◆ QUELLDOKUMENT:
Beton (1982)

Wie bereits in früheren Texten, z. B. in Verstörung und Das Kalkwerk, beschreibt Bernhard auch in Beton die Beziehung zwischen einem Mann – in diesem Fall dem Schriftsteller Rudolf – und einer ihm nahestehenden Frau, hier dessen Schwester. Rudolf wohnt in einem Haus, das in vielem an den Ohlsdorfer Bauernhof des Autors erinnert, auch seine enge Beziehung zum Großvater lässt an das Vorbild Bernhard/Freumbichler denken.

Rudolf arbeitet an einer Studie über Mendelssohn Bartholdy. Für seine offensichtliche Schreibhemmung macht er zunächst seine eben abgereiste Schwester verantwortlich. Doch bald muss er sich eingestehen, dass sie ihn keineswegs, wie er ihr anfangs unterstellt, hinterlistig überfallen hat, um seine Arbeit zu stören – er selbst hat sie zu Hilfe gerufen. Ihr legt Bernhard kritische Äußerungen in den Mund, die man nicht nur auf Rudolf, sondern auch auf den Autor selbst beziehen kann: Er schließe sich von allen Menschen ab und bezichtige „alle aller Verbrechen“. Wie in diesem Buch setzt sich Bernhard auch in den folgenden Prosabänden wiederholt selbstironisch mit Zügen auseinander, die man mit seiner eigenen Person verbindet – mit seiner Tendenz zur Menschenfeindlichkeit, mit seinem Image als pessimistisch-depressiver Autor bzw. mit Stil und Motivation seiner aggressiven Schreibweise.

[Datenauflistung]
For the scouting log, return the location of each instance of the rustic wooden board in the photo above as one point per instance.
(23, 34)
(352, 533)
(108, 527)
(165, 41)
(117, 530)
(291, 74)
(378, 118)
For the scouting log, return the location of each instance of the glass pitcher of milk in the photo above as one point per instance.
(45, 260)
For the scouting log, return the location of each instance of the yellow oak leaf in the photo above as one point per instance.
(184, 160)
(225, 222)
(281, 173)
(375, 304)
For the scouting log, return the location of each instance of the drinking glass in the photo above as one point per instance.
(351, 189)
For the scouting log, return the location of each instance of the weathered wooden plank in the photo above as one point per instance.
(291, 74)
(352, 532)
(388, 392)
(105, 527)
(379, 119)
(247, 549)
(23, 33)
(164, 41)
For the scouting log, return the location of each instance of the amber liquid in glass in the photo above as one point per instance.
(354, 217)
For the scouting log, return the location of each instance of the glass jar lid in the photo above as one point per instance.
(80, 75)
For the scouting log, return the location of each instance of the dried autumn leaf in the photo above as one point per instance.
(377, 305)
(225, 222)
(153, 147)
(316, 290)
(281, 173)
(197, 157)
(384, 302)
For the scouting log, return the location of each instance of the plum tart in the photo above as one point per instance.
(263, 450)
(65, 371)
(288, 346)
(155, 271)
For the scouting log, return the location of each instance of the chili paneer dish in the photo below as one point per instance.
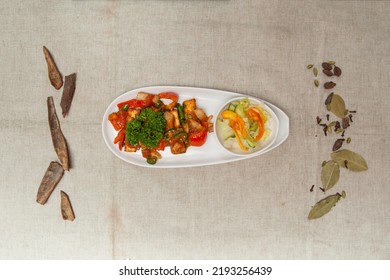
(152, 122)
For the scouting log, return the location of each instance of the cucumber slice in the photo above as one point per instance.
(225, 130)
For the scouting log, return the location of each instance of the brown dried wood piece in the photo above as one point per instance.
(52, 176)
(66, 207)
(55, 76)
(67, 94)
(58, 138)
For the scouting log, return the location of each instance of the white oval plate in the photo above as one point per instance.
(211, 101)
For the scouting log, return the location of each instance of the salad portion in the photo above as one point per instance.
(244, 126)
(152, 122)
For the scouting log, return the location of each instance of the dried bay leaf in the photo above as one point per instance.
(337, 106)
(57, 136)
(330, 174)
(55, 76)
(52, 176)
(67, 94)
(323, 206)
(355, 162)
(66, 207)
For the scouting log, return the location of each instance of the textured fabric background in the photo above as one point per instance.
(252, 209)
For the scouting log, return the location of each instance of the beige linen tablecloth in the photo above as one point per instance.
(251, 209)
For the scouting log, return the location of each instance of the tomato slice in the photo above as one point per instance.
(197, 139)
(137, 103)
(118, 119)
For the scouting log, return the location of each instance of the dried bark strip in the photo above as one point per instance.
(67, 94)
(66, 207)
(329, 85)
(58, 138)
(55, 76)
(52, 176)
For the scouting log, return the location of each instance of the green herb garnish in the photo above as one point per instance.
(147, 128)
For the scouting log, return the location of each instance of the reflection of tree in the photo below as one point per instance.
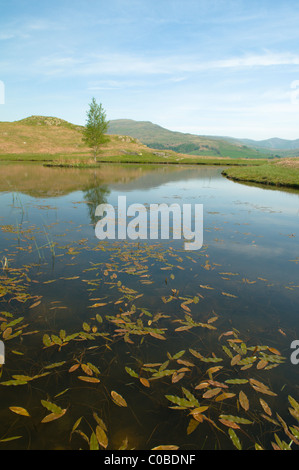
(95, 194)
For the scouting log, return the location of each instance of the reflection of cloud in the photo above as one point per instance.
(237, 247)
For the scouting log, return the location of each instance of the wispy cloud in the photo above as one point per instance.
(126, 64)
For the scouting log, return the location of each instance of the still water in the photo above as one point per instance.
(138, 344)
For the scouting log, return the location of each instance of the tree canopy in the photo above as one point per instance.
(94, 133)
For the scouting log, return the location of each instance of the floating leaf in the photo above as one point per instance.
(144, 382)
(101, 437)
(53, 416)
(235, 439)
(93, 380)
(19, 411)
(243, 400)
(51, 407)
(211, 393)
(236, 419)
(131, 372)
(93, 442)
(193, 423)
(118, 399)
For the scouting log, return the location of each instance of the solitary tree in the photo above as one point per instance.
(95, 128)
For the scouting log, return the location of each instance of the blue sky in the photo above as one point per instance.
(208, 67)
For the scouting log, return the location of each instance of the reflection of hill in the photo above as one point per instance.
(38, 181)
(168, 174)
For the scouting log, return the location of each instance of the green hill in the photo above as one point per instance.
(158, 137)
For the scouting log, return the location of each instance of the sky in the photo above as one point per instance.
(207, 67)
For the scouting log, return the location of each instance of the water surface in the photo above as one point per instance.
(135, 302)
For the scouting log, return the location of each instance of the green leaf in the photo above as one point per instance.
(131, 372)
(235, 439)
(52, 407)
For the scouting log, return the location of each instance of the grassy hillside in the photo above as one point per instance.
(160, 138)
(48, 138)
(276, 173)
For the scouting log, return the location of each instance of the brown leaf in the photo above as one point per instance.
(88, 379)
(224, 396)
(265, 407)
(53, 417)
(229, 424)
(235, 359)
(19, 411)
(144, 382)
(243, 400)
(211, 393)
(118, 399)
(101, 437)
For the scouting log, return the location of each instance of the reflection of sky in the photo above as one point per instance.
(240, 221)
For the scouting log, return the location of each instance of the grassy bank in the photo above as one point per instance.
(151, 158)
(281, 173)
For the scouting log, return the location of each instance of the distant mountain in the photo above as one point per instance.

==

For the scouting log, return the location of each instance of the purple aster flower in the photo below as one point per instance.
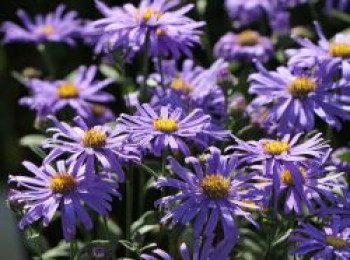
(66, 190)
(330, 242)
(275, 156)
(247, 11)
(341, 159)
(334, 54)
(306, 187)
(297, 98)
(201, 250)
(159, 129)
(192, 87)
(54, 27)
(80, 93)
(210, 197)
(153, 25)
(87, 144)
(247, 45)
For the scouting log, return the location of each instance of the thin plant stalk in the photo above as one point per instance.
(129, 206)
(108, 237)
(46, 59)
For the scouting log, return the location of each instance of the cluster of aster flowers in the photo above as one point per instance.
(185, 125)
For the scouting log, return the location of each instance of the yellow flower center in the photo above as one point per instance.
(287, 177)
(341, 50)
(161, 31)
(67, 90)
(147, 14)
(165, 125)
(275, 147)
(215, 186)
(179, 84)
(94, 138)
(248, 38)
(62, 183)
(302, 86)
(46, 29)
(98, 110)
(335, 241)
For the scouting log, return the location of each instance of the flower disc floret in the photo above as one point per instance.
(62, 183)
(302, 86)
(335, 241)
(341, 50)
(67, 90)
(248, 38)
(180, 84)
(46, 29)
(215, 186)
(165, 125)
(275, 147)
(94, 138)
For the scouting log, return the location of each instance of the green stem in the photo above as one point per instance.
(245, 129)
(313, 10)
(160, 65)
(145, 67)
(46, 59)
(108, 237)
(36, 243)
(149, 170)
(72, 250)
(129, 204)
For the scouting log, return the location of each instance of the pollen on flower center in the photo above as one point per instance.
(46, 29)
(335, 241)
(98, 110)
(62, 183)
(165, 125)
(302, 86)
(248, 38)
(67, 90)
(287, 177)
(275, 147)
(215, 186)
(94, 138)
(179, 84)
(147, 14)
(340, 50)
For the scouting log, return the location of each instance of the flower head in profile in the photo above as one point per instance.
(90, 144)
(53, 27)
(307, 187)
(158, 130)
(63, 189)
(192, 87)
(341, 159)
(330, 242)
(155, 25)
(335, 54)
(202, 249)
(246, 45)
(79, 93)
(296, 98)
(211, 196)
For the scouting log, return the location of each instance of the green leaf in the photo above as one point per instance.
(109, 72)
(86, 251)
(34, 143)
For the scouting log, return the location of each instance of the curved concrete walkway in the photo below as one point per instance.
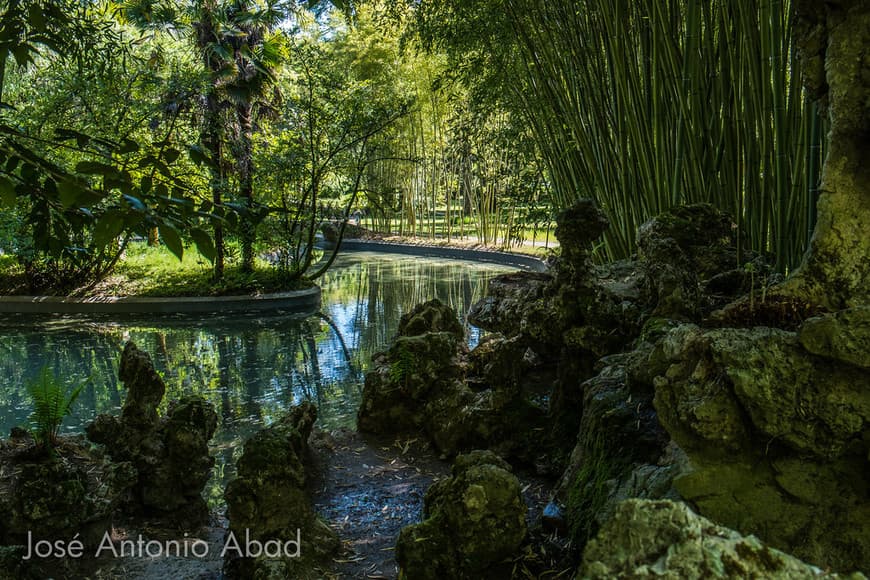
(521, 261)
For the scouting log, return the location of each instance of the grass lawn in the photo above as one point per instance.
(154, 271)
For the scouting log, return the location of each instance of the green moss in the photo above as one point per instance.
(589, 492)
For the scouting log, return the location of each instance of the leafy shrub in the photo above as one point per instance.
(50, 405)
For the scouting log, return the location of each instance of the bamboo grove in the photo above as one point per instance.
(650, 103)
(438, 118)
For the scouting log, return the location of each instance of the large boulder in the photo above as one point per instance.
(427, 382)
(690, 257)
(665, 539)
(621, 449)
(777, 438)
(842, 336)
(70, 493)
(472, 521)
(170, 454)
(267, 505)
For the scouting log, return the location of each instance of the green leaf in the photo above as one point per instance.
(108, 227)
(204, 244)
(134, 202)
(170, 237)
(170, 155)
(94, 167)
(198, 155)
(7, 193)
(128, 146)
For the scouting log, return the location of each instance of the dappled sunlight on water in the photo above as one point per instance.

---

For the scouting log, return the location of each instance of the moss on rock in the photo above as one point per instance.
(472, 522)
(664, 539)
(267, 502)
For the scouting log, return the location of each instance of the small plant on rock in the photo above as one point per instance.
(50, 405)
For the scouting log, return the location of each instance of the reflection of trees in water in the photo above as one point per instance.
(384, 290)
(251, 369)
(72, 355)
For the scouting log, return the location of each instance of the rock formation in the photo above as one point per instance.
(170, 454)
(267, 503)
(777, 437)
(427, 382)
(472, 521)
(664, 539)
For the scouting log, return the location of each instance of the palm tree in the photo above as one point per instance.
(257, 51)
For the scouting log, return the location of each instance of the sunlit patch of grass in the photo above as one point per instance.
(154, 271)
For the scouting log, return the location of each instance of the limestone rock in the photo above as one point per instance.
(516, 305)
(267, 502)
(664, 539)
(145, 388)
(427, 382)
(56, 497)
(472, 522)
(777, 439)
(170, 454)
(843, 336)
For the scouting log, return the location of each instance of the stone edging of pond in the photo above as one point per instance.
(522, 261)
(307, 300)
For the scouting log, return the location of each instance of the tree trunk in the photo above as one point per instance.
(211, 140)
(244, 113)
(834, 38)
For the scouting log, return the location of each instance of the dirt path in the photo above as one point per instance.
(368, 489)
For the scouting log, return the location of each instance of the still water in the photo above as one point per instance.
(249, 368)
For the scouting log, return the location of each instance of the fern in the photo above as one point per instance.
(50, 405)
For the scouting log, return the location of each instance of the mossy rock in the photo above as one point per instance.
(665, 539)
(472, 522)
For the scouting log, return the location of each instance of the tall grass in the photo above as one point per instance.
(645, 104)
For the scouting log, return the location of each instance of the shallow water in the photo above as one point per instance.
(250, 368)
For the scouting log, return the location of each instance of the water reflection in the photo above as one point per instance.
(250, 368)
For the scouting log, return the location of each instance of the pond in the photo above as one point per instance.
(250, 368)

◆ ANFORDERUNG 1:
Prüfen Sie, ob die folgenden Aussagen mit dem Text über Beton übereinstimmen, und belegen Sie jede Antwort (ja oder nein) mit den entscheidenden Worten des Textes im genauen Wortlaut: (a) Rudolf arbeitet an einer Studie über Mendelssohn Bartholdy. (b) Die Schwester ist unaufgefordert gekommen, um Rudolfs Arbeit zu stören. (c) Beton ist der erste Text Bernhards, der die Beziehung zwischen einem Mann und einer ihm nahestehenden Frau beschreibt.
◆ ANFORDERUNG 2:
Führen Sie den Text über Beton im Anschluss an seinen letzten Satz weiter.
Die Datensätze stammen aus einer anderen Quelle als das Quelldokument.

◆ ERGEBNIS DER AUFGABE 1:
(a) Ja – „Rudolf arbeitet an einer Studie über Mendelssohn Bartholdy.“
(b) Nein – „er selbst hat sie zu Hilfe gerufen.“
(c) Nein – „Wie bereits in früheren Texten, z. B. in Verstörung und Das Kalkwerk, beschreibt Bernhard auch in Beton die Beziehung zwischen einem Mann“

◆ ERGEBNIS DER AUFGABE 2:
Am Ende des Romans reist Rudolf nach Palma de Mallorca und erfährt dort von der Lebensgeschichte der Anna Härdtl; Bernhard verarbeitet hier das Schicksal eines deutschen Ehepaars, von dem er selbst bei einem Aufenthalt in Palma gehört hat. In Beton wird erzählt, wie die Frau ihren Ehemann zu einer Laufbahn als Geschäftsmann veranlasst, weil sie die Vorstellung, selbständig zu sein, fasziniert; er scheitert aber an diesem Anspruch und stirbt durch einen Sturz vom Balkon – auf den im Titel genannten Beton; aus demselben Material ist dann auch seine Begräbnisstätte gefertigt. Seine Frau begeht später ebenfalls Selbstmord. „Tatsächlich richten wir uns an einem noch unglücklicheren Menschen sofort auf“, konstatiert zuletzt der Erzähler.

Auf das Modell des vergeblich um eine Studie bemühten Rudolf, dessen Geschichte doch gleichzeitig einen literarischen Text ergibt, weist Elfriede Jelinek in ihrem Kurzdrama Das Schweigen (2000) hin: „Die Schrift. Sie entsteht, indem sie nie entsteht, indem aber unaufhörlich von ihr die Rede ist.“

M.M.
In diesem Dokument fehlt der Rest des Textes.